HOW TO COMPLETE THIS TASK - Scan the records that follow, and whenever a line has the word "petal", copy it.

Records contained in a dataset

━━━━━━━━━━━━━━━━━━━━

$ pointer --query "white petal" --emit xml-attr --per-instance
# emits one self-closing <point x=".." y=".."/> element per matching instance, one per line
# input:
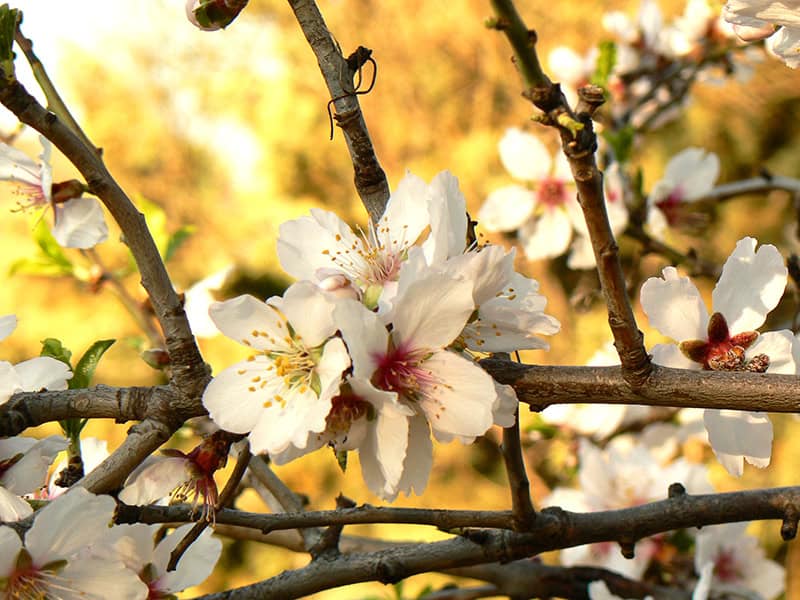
<point x="8" y="323"/>
<point x="547" y="236"/>
<point x="364" y="334"/>
<point x="383" y="452"/>
<point x="310" y="312"/>
<point x="462" y="404"/>
<point x="156" y="481"/>
<point x="11" y="545"/>
<point x="736" y="435"/>
<point x="431" y="312"/>
<point x="251" y="322"/>
<point x="10" y="382"/>
<point x="80" y="223"/>
<point x="12" y="508"/>
<point x="235" y="397"/>
<point x="195" y="565"/>
<point x="29" y="473"/>
<point x="674" y="306"/>
<point x="669" y="355"/>
<point x="419" y="457"/>
<point x="43" y="372"/>
<point x="448" y="211"/>
<point x="751" y="285"/>
<point x="92" y="578"/>
<point x="69" y="523"/>
<point x="524" y="155"/>
<point x="507" y="208"/>
<point x="308" y="244"/>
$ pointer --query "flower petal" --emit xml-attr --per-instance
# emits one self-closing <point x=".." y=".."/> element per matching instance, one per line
<point x="461" y="404"/>
<point x="547" y="236"/>
<point x="674" y="306"/>
<point x="43" y="372"/>
<point x="736" y="436"/>
<point x="751" y="285"/>
<point x="80" y="223"/>
<point x="524" y="155"/>
<point x="507" y="208"/>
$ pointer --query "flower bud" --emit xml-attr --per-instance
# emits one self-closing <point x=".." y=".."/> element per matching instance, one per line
<point x="210" y="15"/>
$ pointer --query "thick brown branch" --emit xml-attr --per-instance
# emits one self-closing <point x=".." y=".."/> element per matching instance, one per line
<point x="541" y="386"/>
<point x="370" y="180"/>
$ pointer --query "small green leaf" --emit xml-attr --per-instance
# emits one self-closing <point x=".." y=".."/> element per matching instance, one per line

━━━━━━━━━━━━━━━━━━━━

ANSWER SECTION -
$ pointer --query "white petal" --emit xml-attr --per-instance
$ pointer --query "flower petal" --emit xml-attr --per-instance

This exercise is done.